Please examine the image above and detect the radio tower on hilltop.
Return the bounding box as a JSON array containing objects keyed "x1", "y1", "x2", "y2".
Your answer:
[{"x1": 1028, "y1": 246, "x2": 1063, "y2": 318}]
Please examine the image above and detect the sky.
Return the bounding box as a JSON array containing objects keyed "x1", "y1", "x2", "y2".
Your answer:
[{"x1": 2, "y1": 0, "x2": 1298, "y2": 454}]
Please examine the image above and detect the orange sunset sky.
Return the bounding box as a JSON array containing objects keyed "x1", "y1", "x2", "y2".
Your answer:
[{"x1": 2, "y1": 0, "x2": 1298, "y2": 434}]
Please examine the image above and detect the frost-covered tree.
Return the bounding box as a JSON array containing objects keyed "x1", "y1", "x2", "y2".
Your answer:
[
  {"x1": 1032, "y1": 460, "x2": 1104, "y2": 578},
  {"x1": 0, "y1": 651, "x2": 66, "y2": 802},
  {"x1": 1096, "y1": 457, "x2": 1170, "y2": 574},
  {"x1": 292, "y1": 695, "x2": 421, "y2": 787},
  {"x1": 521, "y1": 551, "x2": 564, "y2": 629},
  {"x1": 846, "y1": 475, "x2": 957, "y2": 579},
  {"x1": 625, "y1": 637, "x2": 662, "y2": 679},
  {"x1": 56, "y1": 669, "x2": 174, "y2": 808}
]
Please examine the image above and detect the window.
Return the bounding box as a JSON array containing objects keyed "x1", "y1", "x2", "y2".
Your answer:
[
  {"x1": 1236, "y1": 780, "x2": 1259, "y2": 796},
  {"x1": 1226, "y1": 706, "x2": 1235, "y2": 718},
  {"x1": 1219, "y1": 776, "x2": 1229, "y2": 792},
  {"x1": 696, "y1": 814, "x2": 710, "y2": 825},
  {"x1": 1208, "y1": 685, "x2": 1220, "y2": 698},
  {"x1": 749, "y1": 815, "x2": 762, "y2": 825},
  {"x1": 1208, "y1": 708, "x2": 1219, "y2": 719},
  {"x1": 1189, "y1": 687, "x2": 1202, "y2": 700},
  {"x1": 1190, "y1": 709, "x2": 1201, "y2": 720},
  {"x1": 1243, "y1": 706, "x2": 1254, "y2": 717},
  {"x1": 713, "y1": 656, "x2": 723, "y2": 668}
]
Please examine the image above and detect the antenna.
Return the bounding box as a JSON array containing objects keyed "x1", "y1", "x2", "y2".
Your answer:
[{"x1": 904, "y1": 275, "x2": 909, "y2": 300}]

■ ■ ■

**WORK INSTRUCTION:**
Take the entries and print them exactly. Keep every line.

**EXERCISE RESPONSE:**
Please examine the image above and detect the radio tower on hilltop.
Return the bounding box as a JSON array containing objects keyed "x1", "y1", "x2", "y2".
Your answer:
[{"x1": 1028, "y1": 246, "x2": 1063, "y2": 318}]
Please examine the image above and detect the sky.
Return the bounding box as a JSON array containing objects keyed "x1", "y1", "x2", "y2".
Your answer:
[{"x1": 2, "y1": 0, "x2": 1298, "y2": 454}]
Please examine the image above and detect the orange sunset sky.
Return the bounding box as a JSON array containing objects keyed "x1", "y1", "x2", "y2".
Your answer:
[{"x1": 2, "y1": 0, "x2": 1298, "y2": 434}]
Please examine the image above and detect the frost-covered tree.
Return the bounding box as a JSON array containing objects keyed "x1", "y1", "x2", "y2".
Your answer:
[
  {"x1": 1032, "y1": 460, "x2": 1104, "y2": 578},
  {"x1": 0, "y1": 651, "x2": 66, "y2": 802},
  {"x1": 1096, "y1": 457, "x2": 1170, "y2": 574},
  {"x1": 292, "y1": 695, "x2": 421, "y2": 787},
  {"x1": 521, "y1": 551, "x2": 564, "y2": 629},
  {"x1": 846, "y1": 475, "x2": 957, "y2": 579},
  {"x1": 625, "y1": 637, "x2": 662, "y2": 679},
  {"x1": 56, "y1": 669, "x2": 174, "y2": 808}
]
Please examine the image above and detect the window.
Return the bounding box as a JSON array containing objects keyed "x1", "y1", "x2", "y2".
Your answer:
[
  {"x1": 1236, "y1": 780, "x2": 1259, "y2": 796},
  {"x1": 1226, "y1": 706, "x2": 1235, "y2": 718},
  {"x1": 1219, "y1": 776, "x2": 1229, "y2": 792},
  {"x1": 696, "y1": 814, "x2": 710, "y2": 825},
  {"x1": 1208, "y1": 685, "x2": 1220, "y2": 698},
  {"x1": 749, "y1": 815, "x2": 762, "y2": 825},
  {"x1": 1208, "y1": 708, "x2": 1219, "y2": 719},
  {"x1": 1189, "y1": 687, "x2": 1202, "y2": 700},
  {"x1": 1190, "y1": 709, "x2": 1201, "y2": 720},
  {"x1": 1243, "y1": 706, "x2": 1254, "y2": 717},
  {"x1": 713, "y1": 656, "x2": 723, "y2": 668}
]
Please examine the image above and detect the antenna.
Return the bounding box as a JSON array containing objects keyed "x1", "y1", "x2", "y2".
Your answer:
[{"x1": 904, "y1": 275, "x2": 909, "y2": 300}]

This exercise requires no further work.